*** Document text ***
Freeman said Colorado passed legislation requiring MET towers to be properly marked in order to be visible to a pilot. Colorado Sen. Jerry Sonnenberg, she said, was a staunch advocate for Colorado legislation requiring tower markings and the FAA adopted the state’s language.
In Colorado, there are approximately 42 active spray operations with an average of 80 to 85 pilots flying for those operations, typically flying in the 0 to 500 feet above ground level altitude. Though the pilot visually inspects each field for obstacles and hazards prior to lining up a spray pass, there are a number of challenges. According to the National Agricultural Aviation Association, aerial application is completed at 8-20 feet above ground level with trees and crops frequently blocking both the sound and view of the aircraft from others in the air space. Fixed wing aircraft climb rapidly out of the field and turn around over adjacent land to the field being sprayed.
Of the 85 pilots in Colorado, each is averaging 300 hours per year for a total average of 24,000 hours spent below 500 feet above ground level. These pilots comprise only one of the manned industries operating at low altitude.
*** End of Document text ***
*** Supplied data ***
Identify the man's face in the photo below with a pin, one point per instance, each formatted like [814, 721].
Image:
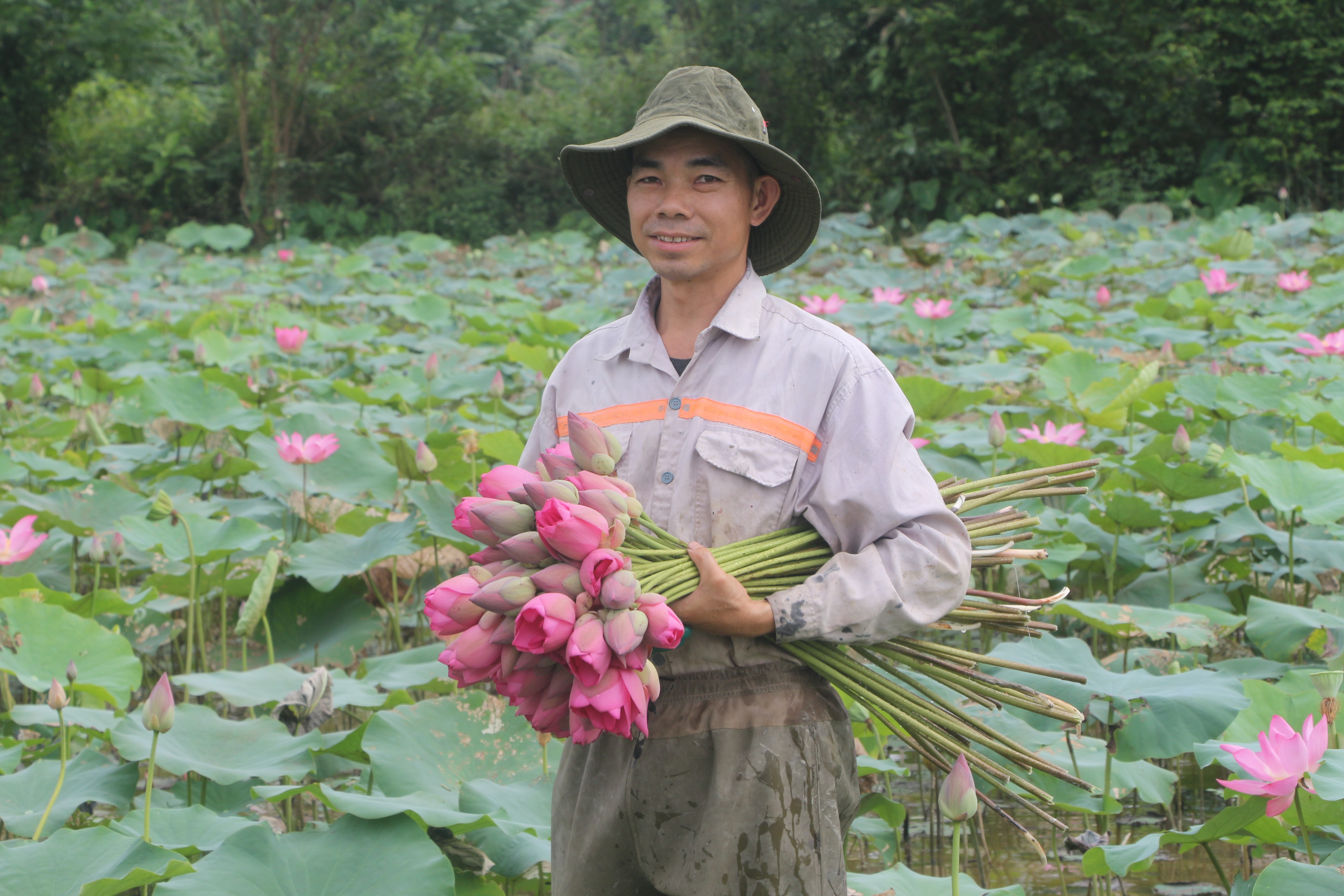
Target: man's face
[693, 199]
*** End of Supplied data ***
*** Supplied data ***
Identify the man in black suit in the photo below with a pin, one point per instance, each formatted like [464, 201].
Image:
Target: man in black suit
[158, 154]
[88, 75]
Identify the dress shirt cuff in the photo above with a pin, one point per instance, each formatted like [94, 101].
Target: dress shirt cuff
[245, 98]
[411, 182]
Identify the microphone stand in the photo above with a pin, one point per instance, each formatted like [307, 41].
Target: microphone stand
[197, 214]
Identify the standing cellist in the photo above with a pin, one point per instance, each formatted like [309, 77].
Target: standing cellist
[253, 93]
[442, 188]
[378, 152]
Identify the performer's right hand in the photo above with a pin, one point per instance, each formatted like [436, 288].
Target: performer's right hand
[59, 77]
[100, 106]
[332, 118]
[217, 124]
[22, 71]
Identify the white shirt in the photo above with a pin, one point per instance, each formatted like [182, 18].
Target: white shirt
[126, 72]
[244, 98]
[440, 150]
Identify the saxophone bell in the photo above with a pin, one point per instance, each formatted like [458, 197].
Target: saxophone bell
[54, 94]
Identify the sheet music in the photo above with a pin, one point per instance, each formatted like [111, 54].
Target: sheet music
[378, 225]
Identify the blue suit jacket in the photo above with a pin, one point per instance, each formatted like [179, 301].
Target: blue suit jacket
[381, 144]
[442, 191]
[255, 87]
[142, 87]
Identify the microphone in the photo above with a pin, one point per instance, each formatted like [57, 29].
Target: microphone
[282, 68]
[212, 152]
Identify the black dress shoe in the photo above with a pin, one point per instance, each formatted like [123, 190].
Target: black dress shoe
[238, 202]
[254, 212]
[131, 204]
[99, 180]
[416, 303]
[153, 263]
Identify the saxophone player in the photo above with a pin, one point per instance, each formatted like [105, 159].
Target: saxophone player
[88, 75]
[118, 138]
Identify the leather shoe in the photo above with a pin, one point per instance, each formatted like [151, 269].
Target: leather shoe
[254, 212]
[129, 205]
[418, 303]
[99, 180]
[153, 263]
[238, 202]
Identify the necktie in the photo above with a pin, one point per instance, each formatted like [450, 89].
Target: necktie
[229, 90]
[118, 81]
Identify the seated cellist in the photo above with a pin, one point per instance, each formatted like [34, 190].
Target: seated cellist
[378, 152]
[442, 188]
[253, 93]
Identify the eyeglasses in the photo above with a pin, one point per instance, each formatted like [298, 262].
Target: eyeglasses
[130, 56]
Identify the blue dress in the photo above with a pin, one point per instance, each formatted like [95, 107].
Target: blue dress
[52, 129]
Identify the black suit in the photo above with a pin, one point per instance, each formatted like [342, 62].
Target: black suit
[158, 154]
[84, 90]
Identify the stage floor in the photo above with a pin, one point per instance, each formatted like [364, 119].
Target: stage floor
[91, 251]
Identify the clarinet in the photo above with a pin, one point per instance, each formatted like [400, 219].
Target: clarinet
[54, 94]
*** End of Supplied data ***
*** Supplied data ***
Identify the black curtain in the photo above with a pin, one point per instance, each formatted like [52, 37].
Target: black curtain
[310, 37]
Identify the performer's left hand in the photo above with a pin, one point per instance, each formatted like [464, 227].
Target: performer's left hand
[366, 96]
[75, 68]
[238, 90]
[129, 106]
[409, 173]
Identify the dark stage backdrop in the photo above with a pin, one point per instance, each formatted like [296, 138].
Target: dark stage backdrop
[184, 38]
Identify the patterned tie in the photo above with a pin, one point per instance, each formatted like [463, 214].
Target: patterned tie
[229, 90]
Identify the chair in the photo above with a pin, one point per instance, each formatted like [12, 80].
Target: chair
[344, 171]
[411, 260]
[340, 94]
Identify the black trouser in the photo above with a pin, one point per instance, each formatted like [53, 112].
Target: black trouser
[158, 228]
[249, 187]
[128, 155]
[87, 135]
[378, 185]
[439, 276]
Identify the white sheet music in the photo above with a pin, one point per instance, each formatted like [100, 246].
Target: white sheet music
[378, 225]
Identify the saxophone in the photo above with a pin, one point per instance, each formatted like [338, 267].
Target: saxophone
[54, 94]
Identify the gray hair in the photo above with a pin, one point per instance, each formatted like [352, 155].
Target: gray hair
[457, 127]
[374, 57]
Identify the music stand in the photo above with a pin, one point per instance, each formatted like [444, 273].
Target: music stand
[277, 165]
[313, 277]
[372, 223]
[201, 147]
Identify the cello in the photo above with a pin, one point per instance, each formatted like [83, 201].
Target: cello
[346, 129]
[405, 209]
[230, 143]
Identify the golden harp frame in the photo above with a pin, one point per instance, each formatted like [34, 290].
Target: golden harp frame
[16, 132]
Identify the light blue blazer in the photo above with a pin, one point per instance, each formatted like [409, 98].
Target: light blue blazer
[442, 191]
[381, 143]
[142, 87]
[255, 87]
*** End of Supplied data ***
- [Work to complete]
**A.** In the text on Colorado aerial spray operations, at what height above ground level is aerial application completed, according to the National Agricultural Aviation Association?
**B.** Continue the text on Colorado aerial spray operations from its last sentence.
The lines are not needed for what follows.

- [Expected responses]
**A.** At 8 to 20 feet above ground level.

**B.**
The NAAA recommends that drone operators remain below 400 feet above ground level and outside of five miles from any airport or airfield; keep the aircraft in sight at all times; and stay clear of temporary flight restrictions and media interest areas including fires, crime scenes and sporting events. With first responders, birds, aerial firefighters, aerial applicators, towers, and general aircraft hazards existing in low altitude, the responsibility to see and avoid hazards is the drone operators’.
Other examples of low altitude manned flight operations include coyote hunters, military helicopters, air tankers, livestock roundup helicopters, powerline and pipeline patrol operators, law enforcement helicopters, power line maintenance operators, game catch and survey operators, helicopters used for GIS mapping of noxious weed populations, power line erection companies, and seismic operators.
Freeman said UAS Colorado, a trade organization for drone operators in the state, has partnered with CoAAA on a safety project called Think Before You Launch. It included a visibility test between a drone and ag aircraft and a YouTube video from the Colorado Department of Agriculture.
“It comes from both sides,” she said. “It’s not just us complaining, it’s drone operators saying, ‘we need to be careful – we can all work we just can’t be in the same space at the same time.'”
Freeman said it may be unlikely for an aerial applicator and a drone to be in the same field, aerial applicators need room over adjacent fields to turn between passes.
“It’s not so much that we would be in the same field, it’s just that we need room to turn over another field,” she said. “What scares us is if Farmer A hires somebody to come in and spray, and Farmer B, with a neighboring field hires somebody to image. If we both cross that border at the same time, do we have a collision?”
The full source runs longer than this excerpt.